Your answer must be the listing, given again word for word.
-- RECORDS PROVIDED follows --
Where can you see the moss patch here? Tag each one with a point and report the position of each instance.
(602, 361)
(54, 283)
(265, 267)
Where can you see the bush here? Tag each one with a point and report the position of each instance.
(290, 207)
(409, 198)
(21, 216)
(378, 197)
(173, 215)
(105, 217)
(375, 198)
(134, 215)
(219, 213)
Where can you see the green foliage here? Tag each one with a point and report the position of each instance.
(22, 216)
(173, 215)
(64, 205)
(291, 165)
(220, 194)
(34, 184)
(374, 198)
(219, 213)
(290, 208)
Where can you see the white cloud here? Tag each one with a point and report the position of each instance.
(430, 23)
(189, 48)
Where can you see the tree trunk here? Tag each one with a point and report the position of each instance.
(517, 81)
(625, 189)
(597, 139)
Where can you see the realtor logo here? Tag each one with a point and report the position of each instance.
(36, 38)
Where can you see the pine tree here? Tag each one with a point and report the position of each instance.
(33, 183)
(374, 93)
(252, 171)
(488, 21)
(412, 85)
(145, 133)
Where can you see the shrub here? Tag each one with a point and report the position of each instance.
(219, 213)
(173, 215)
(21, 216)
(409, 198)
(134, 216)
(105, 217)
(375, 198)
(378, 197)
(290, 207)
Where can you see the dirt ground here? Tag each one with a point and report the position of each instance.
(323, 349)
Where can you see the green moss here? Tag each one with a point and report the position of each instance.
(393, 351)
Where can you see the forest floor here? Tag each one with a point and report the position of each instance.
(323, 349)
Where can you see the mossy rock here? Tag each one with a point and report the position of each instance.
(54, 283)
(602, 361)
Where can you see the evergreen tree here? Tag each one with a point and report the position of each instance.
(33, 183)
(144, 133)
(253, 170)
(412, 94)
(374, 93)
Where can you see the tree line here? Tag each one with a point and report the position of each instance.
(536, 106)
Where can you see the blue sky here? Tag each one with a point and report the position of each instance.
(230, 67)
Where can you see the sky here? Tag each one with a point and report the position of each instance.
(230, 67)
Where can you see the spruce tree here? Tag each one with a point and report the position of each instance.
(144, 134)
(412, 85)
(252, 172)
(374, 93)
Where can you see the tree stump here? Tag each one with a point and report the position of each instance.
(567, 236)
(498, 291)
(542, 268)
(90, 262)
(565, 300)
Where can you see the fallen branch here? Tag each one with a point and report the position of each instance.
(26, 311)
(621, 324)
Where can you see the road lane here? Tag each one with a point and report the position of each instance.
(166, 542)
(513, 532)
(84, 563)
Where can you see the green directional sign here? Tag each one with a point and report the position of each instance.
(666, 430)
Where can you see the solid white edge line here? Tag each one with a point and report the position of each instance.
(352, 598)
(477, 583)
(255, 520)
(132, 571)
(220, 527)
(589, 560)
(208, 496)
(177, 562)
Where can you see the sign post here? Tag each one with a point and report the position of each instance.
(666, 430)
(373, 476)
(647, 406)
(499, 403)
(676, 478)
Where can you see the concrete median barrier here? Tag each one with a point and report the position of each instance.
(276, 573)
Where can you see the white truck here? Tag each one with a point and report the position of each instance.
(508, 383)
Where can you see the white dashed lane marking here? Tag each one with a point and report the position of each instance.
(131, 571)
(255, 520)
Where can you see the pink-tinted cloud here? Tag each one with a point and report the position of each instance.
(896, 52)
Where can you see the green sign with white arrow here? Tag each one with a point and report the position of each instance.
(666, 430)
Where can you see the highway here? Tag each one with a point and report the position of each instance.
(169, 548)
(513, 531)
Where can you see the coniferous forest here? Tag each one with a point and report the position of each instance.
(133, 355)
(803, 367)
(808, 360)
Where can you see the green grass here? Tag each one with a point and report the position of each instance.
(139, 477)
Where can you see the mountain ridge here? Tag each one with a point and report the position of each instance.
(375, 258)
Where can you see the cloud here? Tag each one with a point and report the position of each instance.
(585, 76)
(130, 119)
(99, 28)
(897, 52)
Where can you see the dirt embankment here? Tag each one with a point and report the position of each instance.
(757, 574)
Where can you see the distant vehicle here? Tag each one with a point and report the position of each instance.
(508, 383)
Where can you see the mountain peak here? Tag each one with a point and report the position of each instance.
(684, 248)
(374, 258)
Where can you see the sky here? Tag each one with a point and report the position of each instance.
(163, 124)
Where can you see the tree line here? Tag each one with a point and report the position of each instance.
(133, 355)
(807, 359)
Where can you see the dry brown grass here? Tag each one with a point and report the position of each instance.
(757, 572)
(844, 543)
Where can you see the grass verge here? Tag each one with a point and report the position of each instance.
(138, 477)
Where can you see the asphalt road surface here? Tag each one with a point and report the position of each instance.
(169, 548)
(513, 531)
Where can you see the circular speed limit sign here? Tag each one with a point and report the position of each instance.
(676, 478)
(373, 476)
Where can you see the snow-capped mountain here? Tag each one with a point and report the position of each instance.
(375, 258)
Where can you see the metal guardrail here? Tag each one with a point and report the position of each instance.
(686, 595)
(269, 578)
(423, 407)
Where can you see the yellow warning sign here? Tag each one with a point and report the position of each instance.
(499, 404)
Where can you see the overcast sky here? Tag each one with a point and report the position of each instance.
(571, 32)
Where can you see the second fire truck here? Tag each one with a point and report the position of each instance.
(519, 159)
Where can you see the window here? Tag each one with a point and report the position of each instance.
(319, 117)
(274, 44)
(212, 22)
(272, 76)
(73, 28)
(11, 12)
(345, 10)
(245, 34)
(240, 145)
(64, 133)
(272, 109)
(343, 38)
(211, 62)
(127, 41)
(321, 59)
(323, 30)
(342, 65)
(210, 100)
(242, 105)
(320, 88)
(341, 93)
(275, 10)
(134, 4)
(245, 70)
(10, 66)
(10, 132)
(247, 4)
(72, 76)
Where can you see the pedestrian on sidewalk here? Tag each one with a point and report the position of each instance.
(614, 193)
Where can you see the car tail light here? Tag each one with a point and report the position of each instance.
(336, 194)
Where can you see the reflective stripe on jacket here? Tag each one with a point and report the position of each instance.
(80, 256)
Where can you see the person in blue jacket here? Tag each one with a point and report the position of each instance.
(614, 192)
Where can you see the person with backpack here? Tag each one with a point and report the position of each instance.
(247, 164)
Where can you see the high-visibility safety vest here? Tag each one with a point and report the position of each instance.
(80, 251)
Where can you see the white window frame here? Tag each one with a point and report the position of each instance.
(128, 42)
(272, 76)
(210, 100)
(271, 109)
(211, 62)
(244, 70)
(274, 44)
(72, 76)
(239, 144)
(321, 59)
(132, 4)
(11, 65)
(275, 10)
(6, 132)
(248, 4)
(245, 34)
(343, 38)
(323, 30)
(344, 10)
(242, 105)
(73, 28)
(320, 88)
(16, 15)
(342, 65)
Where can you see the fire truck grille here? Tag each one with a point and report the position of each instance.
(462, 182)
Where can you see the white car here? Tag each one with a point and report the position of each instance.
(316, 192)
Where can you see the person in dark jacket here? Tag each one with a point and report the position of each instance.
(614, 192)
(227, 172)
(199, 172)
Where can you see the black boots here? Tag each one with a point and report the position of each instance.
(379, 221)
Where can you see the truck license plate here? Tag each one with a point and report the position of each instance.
-- RECORDS PROVIDED concluded --
FINISHED EXERCISE –
Where can you see the moss patch here? Tag each one with a point and report the position of each instance.
(602, 361)
(54, 283)
(265, 267)
Where can you see the bush here? Tag each one with a point and report the position of each instance.
(290, 207)
(409, 198)
(21, 216)
(378, 197)
(173, 215)
(105, 217)
(375, 198)
(134, 215)
(219, 213)
Where can you see the green foliage here? Tag each one with a point and report the position of each instance.
(22, 216)
(173, 215)
(64, 205)
(291, 165)
(220, 194)
(34, 184)
(374, 198)
(219, 213)
(290, 208)
Where can you see the white cloud here? Tag each one with a point and report the position of each instance.
(430, 23)
(189, 48)
Where can you see the tree trunk here? Tag each one with a point and report the position of each instance.
(517, 81)
(625, 189)
(597, 139)
Where can you see the realtor logo here? Tag each one with a point and report the position of each instance.
(36, 38)
Where can you see the pine tree here? Tag each one with a point and report the position of each instance.
(33, 183)
(374, 93)
(252, 171)
(488, 21)
(412, 85)
(145, 133)
Where can you see the shrub here? Tag each one with a point and report the position of each instance.
(219, 213)
(173, 215)
(21, 216)
(409, 198)
(134, 216)
(105, 217)
(375, 198)
(378, 197)
(290, 207)
Where can you see the dirt ground here? Tag each one with a point and report the position of each instance.
(323, 349)
Where can you see the green moss here? Tag each one with a point and report the position of each instance.
(393, 351)
Where can you see the forest floor here? Tag each one with a point and report the position of each instance.
(323, 349)
Where can you see the mossy rock here? Tag each one with a point and report the position of each instance.
(54, 283)
(602, 361)
Where can you see the evergreen tree here? Tag each one with a point and report the position of each instance.
(33, 183)
(144, 133)
(253, 170)
(412, 94)
(374, 93)
Where can you see the tree line here? Tag each one with a point and report the position of each instance.
(536, 106)
Where can you see the blue sky here? Tag each one with a point and report the position of each instance.
(230, 67)
Where can you see the sky here? Tag each one with a point and report the position of each instance.
(230, 67)
Where can you see the spruce tree here? Tag each one with a point and report the position of each instance.
(144, 134)
(412, 85)
(252, 172)
(374, 93)
Where can you see the tree stump here? Tag each one with a point and report the position of each instance.
(567, 236)
(498, 291)
(542, 268)
(90, 262)
(565, 300)
Where can you see the fallen branch here? Tag each one with a point and report the position of each instance.
(26, 311)
(621, 324)
Where can you see the road lane here? Tag each one with a point and report the position of each instance.
(166, 542)
(513, 532)
(84, 563)
Where can you see the green directional sign here? Tag each one with a point and report the position of each instance.
(666, 430)
Where can you see the solid white edge line here? Tag each one with a point and report the position of each instance.
(352, 598)
(477, 583)
(255, 520)
(132, 571)
(220, 527)
(589, 560)
(208, 496)
(177, 562)
Where can you see the sign post here? Tag each one with a point and report the position of each instance.
(666, 430)
(373, 476)
(647, 406)
(499, 403)
(676, 478)
Where can you see the concrete median barrier here? Tag each one with a point and report the position of each instance.
(276, 573)
Where can you see the white truck here? Tag each one with a point and report the position of each instance.
(508, 383)
Where can you see the white dashed lane marking here? Tag each one with a point and report the position of each instance.
(131, 571)
(255, 520)
Where can you see the pink-tinted cloud here? Tag each one with a point and report the position of each instance.
(896, 52)
Where can you see the green sign with white arrow here? Tag each one with a point and report the position of each instance.
(666, 430)
Where can you see the highway here? Tag each one with a point and report the position of each instance.
(169, 548)
(513, 531)
Where can you see the coniferous forest here? Tag each one with a point and report the position of each instance.
(133, 355)
(803, 367)
(808, 360)
Where can you see the green grass here? Tag each one with a point and report the position of each instance.
(139, 477)
Where can you see the mountain ridge here? Tag each one with a point and report the position of each instance.
(375, 258)
Where can you see the cloud here? Tag each one with a point and report the position of each instance.
(585, 76)
(130, 119)
(99, 28)
(897, 52)
Where can you see the dirt embankment here? Tag each one with a point and report the position of each instance.
(757, 574)
Where can you see the distant vehicle here? Tag each one with a point and report the position of each instance.
(508, 383)
Where can you see the mountain peak here? Tag each one with a point and report the position of each instance.
(684, 248)
(374, 258)
Where can you see the sky here? Tag each one with a point and report the position of each instance.
(163, 124)
Where can you see the tree line here? Tag each one with a point and report the position of each instance.
(133, 355)
(807, 359)
Where can you see the dry brown grass here? Tag each one with a point and report the position of each instance.
(757, 572)
(844, 543)
Where can you see the grass verge here? Tag each one with a point and report the position of each instance.
(138, 477)
Where can you see the asphalt road surface here? Tag each one with a point and report the position of each instance.
(169, 548)
(513, 531)
Where can you see the circular speed limit sign here? Tag each one with a point and report the position of each instance.
(676, 478)
(373, 476)
Where can you see the snow-capped mountain here? Tag each one with a point and report the position of each instance.
(375, 258)
Where can you see the metal guardrail here? Tag each one with a point and report the position of each instance.
(686, 595)
(269, 578)
(423, 407)
Where can you see the yellow warning sign here? Tag each one with a point and report the position of each instance.
(499, 404)
Where can you see the overcast sky here? Tag each one with a point and report the position of each instance.
(571, 32)
Where can you see the second fire truck here? Tag each one with a point and report the position of each instance.
(519, 159)
Where can you see the window here? Tag each one with a point and report the position of each instance.
(319, 117)
(274, 44)
(212, 22)
(272, 76)
(73, 28)
(11, 12)
(345, 10)
(245, 34)
(240, 145)
(64, 133)
(272, 109)
(343, 38)
(211, 62)
(127, 41)
(321, 59)
(323, 30)
(342, 65)
(210, 100)
(242, 105)
(320, 88)
(341, 93)
(275, 10)
(134, 4)
(245, 70)
(10, 66)
(10, 132)
(247, 4)
(72, 76)
Where can you see the pedestrian on sidewalk here? Tag each one with a point and report the position of each instance.
(614, 193)
Where can you see the car tail light here? Tag each one with a point and report the position of each instance.
(336, 194)
Where can you see the reflective stripe on jacket here? Tag each one with a point and report the position of each instance.
(80, 256)
Where can you see the person in blue jacket here? Tag each one with a point and report the position of each instance.
(614, 192)
Where can you see the person with backpack here? Tag each one with a point and report the position of each instance.
(247, 164)
Where can you see the high-visibility safety vest here? Tag each one with a point and report the position of each instance.
(80, 251)
Where can you see the white window frame here? Tag each one with a point and report the position of each instance.
(128, 42)
(272, 76)
(210, 100)
(271, 109)
(211, 62)
(244, 70)
(274, 44)
(72, 76)
(239, 144)
(321, 59)
(132, 4)
(11, 65)
(275, 10)
(6, 132)
(248, 4)
(245, 34)
(343, 38)
(323, 30)
(344, 10)
(242, 105)
(73, 28)
(320, 88)
(16, 15)
(342, 65)
Where can you see the fire truck grille here? Tag each one with a point and report the position of each instance.
(462, 182)
Where can you see the white car here? Tag each one with a point and report the position of each instance.
(316, 192)
Where can you see the person in dark jacket here? Tag each one with a point and report the position of each instance.
(614, 192)
(227, 172)
(199, 172)
Where can you see the black boots here? Tag each one with a point and report the position of each instance.
(379, 221)
Where can you see the truck license plate here? Tag each one with a point and report the position of each instance.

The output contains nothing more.